Data to use:
*** Block opens ***
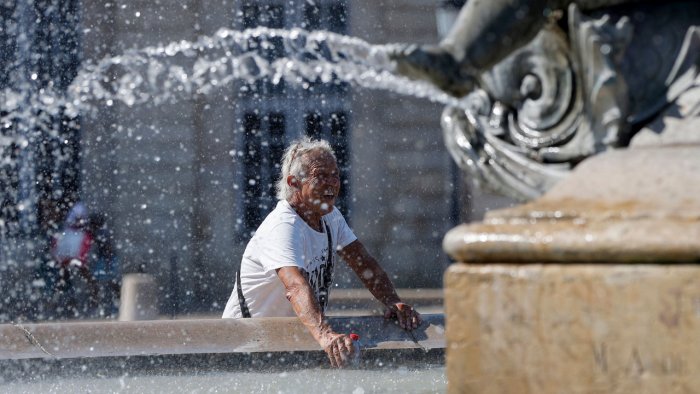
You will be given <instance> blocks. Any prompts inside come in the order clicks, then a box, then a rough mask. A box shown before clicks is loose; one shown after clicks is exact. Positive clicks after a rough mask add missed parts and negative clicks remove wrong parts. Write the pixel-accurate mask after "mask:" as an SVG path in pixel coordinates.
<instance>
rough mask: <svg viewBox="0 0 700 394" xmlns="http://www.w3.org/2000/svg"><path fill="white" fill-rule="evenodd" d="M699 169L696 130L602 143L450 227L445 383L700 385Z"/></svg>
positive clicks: (481, 383)
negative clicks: (585, 153) (591, 155)
mask: <svg viewBox="0 0 700 394" xmlns="http://www.w3.org/2000/svg"><path fill="white" fill-rule="evenodd" d="M699 170H700V146H698V145H697V144H693V143H689V144H686V145H685V146H683V145H680V146H666V147H657V148H640V149H628V150H624V151H615V152H609V153H605V154H602V155H600V156H597V157H594V158H591V159H588V160H587V161H585V162H583V163H582V164H581V165H580V166H579V167H577V169H576V170H575V171H574V172H573V173H572V175H571V176H570V177H569V178H567V179H565V180H564V181H562V182H561V183H560V184H558V185H557V186H556V187H554V188H553V189H552V190H550V192H548V193H547V194H545V195H544V196H543V197H542V198H540V199H538V200H536V201H534V202H532V203H529V204H526V205H522V206H520V207H517V208H513V209H508V210H500V211H494V212H492V213H491V214H490V215H488V217H487V218H486V219H485V220H484V221H483V222H482V223H476V224H472V225H463V226H461V227H458V228H456V229H454V230H452V231H451V232H450V233H448V234H447V236H446V237H445V240H444V246H445V249H446V250H447V251H448V252H449V253H450V254H451V255H452V256H453V257H454V258H455V259H457V260H459V261H462V262H463V263H461V264H455V265H453V266H451V267H450V268H449V270H448V271H447V273H446V275H445V313H446V316H447V318H446V326H447V335H446V338H447V378H448V382H449V383H448V389H449V390H448V391H450V392H499V393H500V392H513V393H526V392H531V393H542V392H578V391H582V392H650V393H658V392H667V391H669V390H671V389H677V390H679V391H681V392H683V391H686V392H693V391H697V390H700V378H698V376H697V374H696V373H695V371H697V370H698V369H699V368H700V352H699V350H700V334H698V328H699V327H700V313H699V312H698V311H699V309H698V305H700V284H699V283H700V268H699V267H697V266H696V265H695V263H697V262H698V261H700V198H699V197H698V196H700V184H699V183H698V179H699V176H700V175H699V174H700V171H699ZM485 263H488V264H485Z"/></svg>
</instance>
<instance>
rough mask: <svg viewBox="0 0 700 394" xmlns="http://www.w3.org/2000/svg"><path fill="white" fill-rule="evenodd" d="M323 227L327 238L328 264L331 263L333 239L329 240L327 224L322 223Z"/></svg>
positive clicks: (332, 255) (328, 231)
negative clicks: (327, 241)
mask: <svg viewBox="0 0 700 394" xmlns="http://www.w3.org/2000/svg"><path fill="white" fill-rule="evenodd" d="M323 225H324V226H326V236H327V237H328V262H329V263H331V262H333V238H331V229H330V228H329V227H328V223H326V221H325V220H324V221H323Z"/></svg>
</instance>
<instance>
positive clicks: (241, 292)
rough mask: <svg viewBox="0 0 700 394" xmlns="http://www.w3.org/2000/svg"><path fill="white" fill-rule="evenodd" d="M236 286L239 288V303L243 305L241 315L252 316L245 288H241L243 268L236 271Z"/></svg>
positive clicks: (238, 290)
mask: <svg viewBox="0 0 700 394" xmlns="http://www.w3.org/2000/svg"><path fill="white" fill-rule="evenodd" d="M236 288H237V289H238V305H240V307H241V315H243V317H250V310H249V309H248V304H247V303H246V302H245V297H244V296H243V290H242V289H241V269H240V268H238V271H236Z"/></svg>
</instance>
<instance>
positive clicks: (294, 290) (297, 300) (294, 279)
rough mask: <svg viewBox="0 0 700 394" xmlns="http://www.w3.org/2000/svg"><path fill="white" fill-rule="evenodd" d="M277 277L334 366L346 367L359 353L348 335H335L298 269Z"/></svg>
mask: <svg viewBox="0 0 700 394" xmlns="http://www.w3.org/2000/svg"><path fill="white" fill-rule="evenodd" d="M277 275H278V276H279V278H280V280H281V281H282V283H283V284H284V287H285V289H286V290H287V291H286V296H287V299H288V300H289V302H291V303H292V308H293V309H294V313H296V314H297V316H299V320H301V322H302V324H304V326H306V328H307V329H308V330H309V332H311V335H312V336H313V337H314V339H316V341H317V342H318V343H319V344H320V345H321V347H322V348H323V350H324V351H325V352H326V354H327V355H328V359H329V360H330V361H331V365H332V366H334V367H342V366H344V365H345V364H346V362H347V360H349V358H350V356H351V355H352V353H353V352H354V351H355V350H354V348H353V345H352V339H351V338H350V337H349V336H347V335H345V334H338V333H336V332H334V331H333V330H332V329H331V327H330V325H329V324H328V323H327V322H326V321H325V320H324V319H323V314H322V313H321V308H320V307H319V305H318V301H316V298H315V297H314V295H313V290H312V289H311V286H309V282H307V281H306V279H305V278H304V276H303V275H302V274H301V271H300V270H299V268H298V267H282V268H279V269H277Z"/></svg>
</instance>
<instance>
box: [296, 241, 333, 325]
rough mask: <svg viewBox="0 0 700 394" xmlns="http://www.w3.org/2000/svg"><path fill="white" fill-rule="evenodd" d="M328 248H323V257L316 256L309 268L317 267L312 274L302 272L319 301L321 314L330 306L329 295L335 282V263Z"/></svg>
mask: <svg viewBox="0 0 700 394" xmlns="http://www.w3.org/2000/svg"><path fill="white" fill-rule="evenodd" d="M328 255H329V253H328V247H325V248H323V252H322V254H321V256H315V257H314V258H313V259H312V261H311V262H310V263H309V264H307V265H306V266H307V267H314V266H315V267H316V268H315V269H313V270H312V271H311V272H309V271H307V270H302V275H303V276H304V278H305V279H306V280H307V281H308V282H309V285H310V286H311V288H312V289H313V291H314V296H316V299H317V300H318V304H319V306H320V307H321V312H324V311H325V310H326V305H328V294H329V291H330V287H331V282H332V281H333V261H332V259H333V258H332V257H331V260H329V259H328V257H327V256H328Z"/></svg>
*** Block closes ***
To do: Please give the entries again word for word, without any pictures.

Your solution:
You will be given <instance> blocks. Any prompts inside come in the order clicks, then a box, then a rough mask. A box shown before clicks is loose; one shown after clicks is exact. Positive clicks after a rough mask add missed parts and negative clicks remove wrong parts. Write the pixel-accurate mask after "mask:" as an SVG path in pixel coordinates.
<instance>
rough mask: <svg viewBox="0 0 700 394" xmlns="http://www.w3.org/2000/svg"><path fill="white" fill-rule="evenodd" d="M699 169L696 130L602 143L450 227L445 383L700 385Z"/></svg>
positive clicks: (481, 383)
negative clicks: (585, 153) (591, 155)
mask: <svg viewBox="0 0 700 394" xmlns="http://www.w3.org/2000/svg"><path fill="white" fill-rule="evenodd" d="M699 170H700V146H698V145H697V144H693V143H689V144H686V145H685V146H683V145H680V146H666V147H657V148H640V149H628V150H624V151H615V152H609V153H605V154H602V155H600V156H597V157H594V158H591V159H588V160H587V161H585V162H583V163H582V164H581V165H580V166H579V167H577V169H576V170H575V171H574V172H573V173H572V175H571V176H570V177H569V178H567V179H565V180H564V181H562V182H561V183H560V184H558V185H557V186H556V187H554V188H553V189H552V190H550V192H548V193H547V194H545V195H544V196H543V197H542V198H540V199H538V200H536V201H534V202H532V203H529V204H526V205H522V206H520V207H517V208H513V209H508V210H500V211H494V212H492V213H491V214H490V215H488V217H487V218H486V219H485V220H484V221H483V222H482V223H476V224H472V225H463V226H461V227H458V228H456V229H454V230H452V231H451V232H450V233H448V234H447V236H446V237H445V240H444V246H445V249H446V250H447V251H448V252H449V253H450V254H451V255H452V256H453V257H454V258H455V259H457V260H459V261H462V262H463V263H461V264H455V265H453V266H451V267H450V268H449V270H448V271H447V273H446V275H445V313H446V316H447V318H446V326H447V335H446V338H447V378H448V382H449V383H448V389H449V390H448V391H450V392H499V393H500V392H513V393H526V392H531V393H542V392H578V391H582V392H650V393H658V392H667V391H669V390H671V389H677V390H679V391H681V392H683V391H686V392H693V391H697V390H700V378H698V376H697V374H696V373H695V371H697V370H698V369H699V368H700V352H699V350H700V334H698V328H699V327H700V313H699V312H698V311H699V309H698V305H700V284H699V283H700V268H699V267H697V266H696V265H695V263H697V262H698V261H700V198H699V197H698V196H700V184H699V183H698V179H699V176H700V175H699V174H700V171H699ZM485 263H488V264H485Z"/></svg>
</instance>
<instance>
rough mask: <svg viewBox="0 0 700 394" xmlns="http://www.w3.org/2000/svg"><path fill="white" fill-rule="evenodd" d="M323 227L327 238L328 264L331 263L333 239L329 240L327 224L322 223Z"/></svg>
positive clicks: (332, 255) (328, 231)
negative clicks: (327, 241)
mask: <svg viewBox="0 0 700 394" xmlns="http://www.w3.org/2000/svg"><path fill="white" fill-rule="evenodd" d="M323 225H324V226H326V236H327V237H328V262H329V263H331V262H333V238H331V229H330V228H329V227H328V223H326V221H325V220H324V221H323Z"/></svg>
</instance>
<instance>
positive clicks: (241, 292)
rough mask: <svg viewBox="0 0 700 394" xmlns="http://www.w3.org/2000/svg"><path fill="white" fill-rule="evenodd" d="M236 286L239 288V303L243 305L241 315L252 316L245 288H241L243 268L236 271Z"/></svg>
positive clicks: (238, 290)
mask: <svg viewBox="0 0 700 394" xmlns="http://www.w3.org/2000/svg"><path fill="white" fill-rule="evenodd" d="M236 288H237V289H238V305H240V307H241V315H243V317H250V310H249V309H248V304H247V303H246V302H245V297H244V296H243V290H242V289H241V269H240V268H238V271H236Z"/></svg>
</instance>
<instance>
positive clicks: (294, 290) (297, 300) (294, 279)
rough mask: <svg viewBox="0 0 700 394" xmlns="http://www.w3.org/2000/svg"><path fill="white" fill-rule="evenodd" d="M277 277L334 366L346 367L359 353L348 335H335L298 269Z"/></svg>
mask: <svg viewBox="0 0 700 394" xmlns="http://www.w3.org/2000/svg"><path fill="white" fill-rule="evenodd" d="M277 275H278V276H279V278H280V280H281V281H282V283H283V284H284V287H285V289H286V290H287V291H286V296H287V299H288V300H289V302H291V303H292V308H293V309H294V313H296V314H297V316H299V320H301V322H302V324H304V326H306V328H307V329H308V330H309V332H311V335H312V336H313V337H314V339H316V341H317V342H318V343H319V344H320V345H321V347H322V348H323V350H324V351H325V352H326V354H327V355H328V359H329V360H330V361H331V365H332V366H334V367H342V366H344V365H345V364H346V362H347V360H349V358H350V356H351V355H352V353H353V352H354V351H355V350H354V348H353V345H352V339H351V338H350V337H349V336H347V335H345V334H338V333H336V332H334V331H333V330H332V329H331V327H330V325H329V324H328V323H327V322H326V321H325V320H324V319H323V314H322V313H321V308H320V307H319V305H318V301H316V298H315V297H314V295H313V290H312V289H311V286H309V282H307V281H306V279H305V278H304V276H303V275H302V274H301V271H300V270H299V268H298V267H282V268H279V269H277Z"/></svg>
</instance>
<instance>
box: [296, 241, 333, 325]
rough mask: <svg viewBox="0 0 700 394" xmlns="http://www.w3.org/2000/svg"><path fill="white" fill-rule="evenodd" d="M328 248H323V257L316 256L309 268L317 267L312 274L302 272L319 301L321 314L330 306L329 295L335 282V263Z"/></svg>
mask: <svg viewBox="0 0 700 394" xmlns="http://www.w3.org/2000/svg"><path fill="white" fill-rule="evenodd" d="M328 255H329V253H328V247H325V248H323V252H322V254H321V256H315V257H314V258H313V259H312V261H311V262H310V263H309V264H307V265H306V266H307V267H314V266H315V267H316V268H315V269H313V270H312V271H311V272H309V271H307V270H302V275H303V276H304V278H305V279H306V280H307V281H308V282H309V285H310V286H311V288H312V289H313V291H314V296H316V299H317V300H318V304H319V306H320V307H321V312H324V311H325V310H326V305H328V294H329V291H330V287H331V282H332V281H333V261H332V259H333V258H332V257H331V260H329V259H328V257H327V256H328Z"/></svg>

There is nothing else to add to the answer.